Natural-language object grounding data
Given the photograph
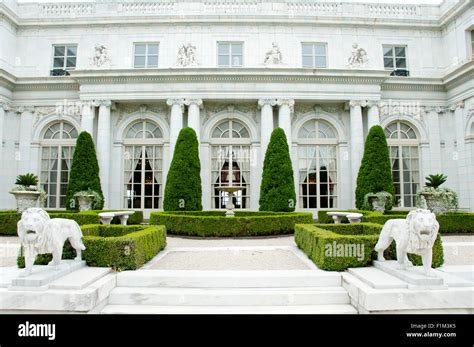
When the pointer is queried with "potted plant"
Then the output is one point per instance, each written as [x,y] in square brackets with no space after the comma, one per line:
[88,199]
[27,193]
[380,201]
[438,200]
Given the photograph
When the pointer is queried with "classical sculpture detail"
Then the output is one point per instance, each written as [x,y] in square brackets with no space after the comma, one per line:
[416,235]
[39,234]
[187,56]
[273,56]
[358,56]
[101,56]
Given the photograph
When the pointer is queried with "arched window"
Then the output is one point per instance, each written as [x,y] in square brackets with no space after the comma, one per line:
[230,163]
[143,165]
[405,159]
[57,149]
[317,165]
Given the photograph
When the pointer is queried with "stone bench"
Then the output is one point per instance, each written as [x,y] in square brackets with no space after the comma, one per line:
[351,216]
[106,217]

...

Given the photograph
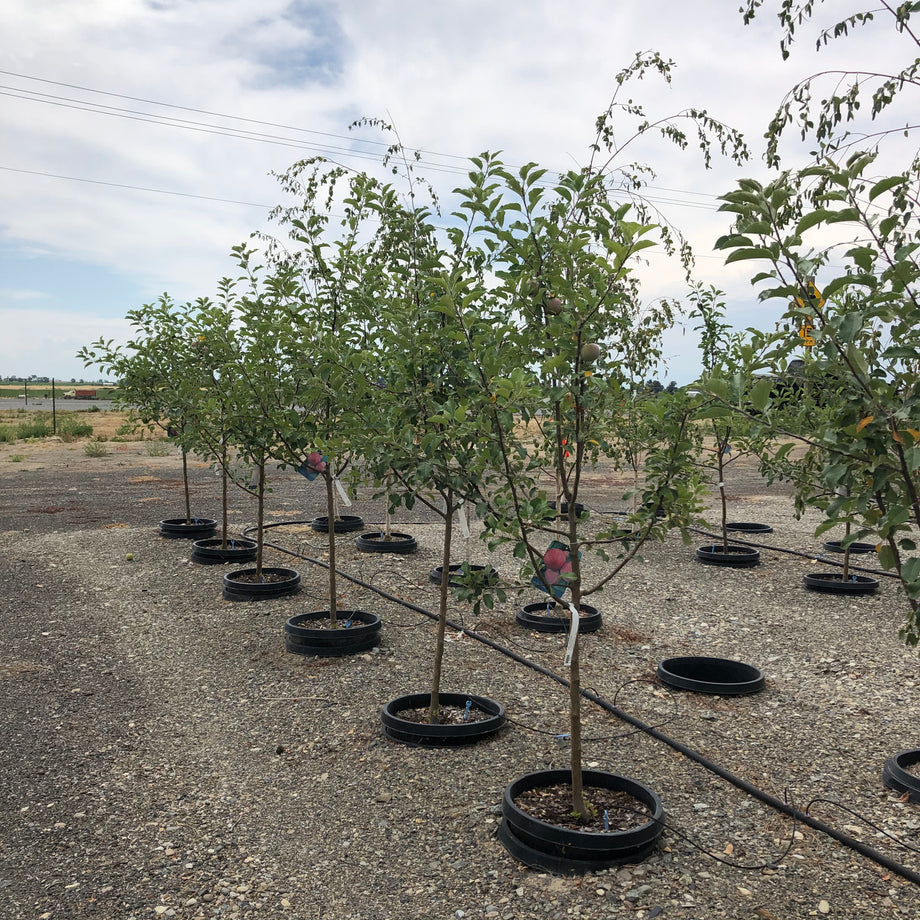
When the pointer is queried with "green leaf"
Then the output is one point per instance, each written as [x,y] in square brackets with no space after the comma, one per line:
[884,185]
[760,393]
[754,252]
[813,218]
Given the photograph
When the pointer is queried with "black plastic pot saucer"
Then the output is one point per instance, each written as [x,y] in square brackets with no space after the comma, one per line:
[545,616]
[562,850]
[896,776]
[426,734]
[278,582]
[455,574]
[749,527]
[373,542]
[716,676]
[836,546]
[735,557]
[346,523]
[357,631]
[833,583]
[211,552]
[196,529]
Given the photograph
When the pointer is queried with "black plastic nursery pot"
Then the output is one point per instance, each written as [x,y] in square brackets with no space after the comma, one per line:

» Problem statement
Review the entries above and return every line where "When" appears.

» Your solution
When the pointer is queried with "potted plant"
When the pointer is queried with "classical sculpture detail"
When the pointer is queried with "arched window"
When the pointer is queried with "stone bench"
When the pointer is queried with "green leaf"
When the pointer is queried with "black plastic pot saucer"
When the pointer is queried with "black plastic nursery pot"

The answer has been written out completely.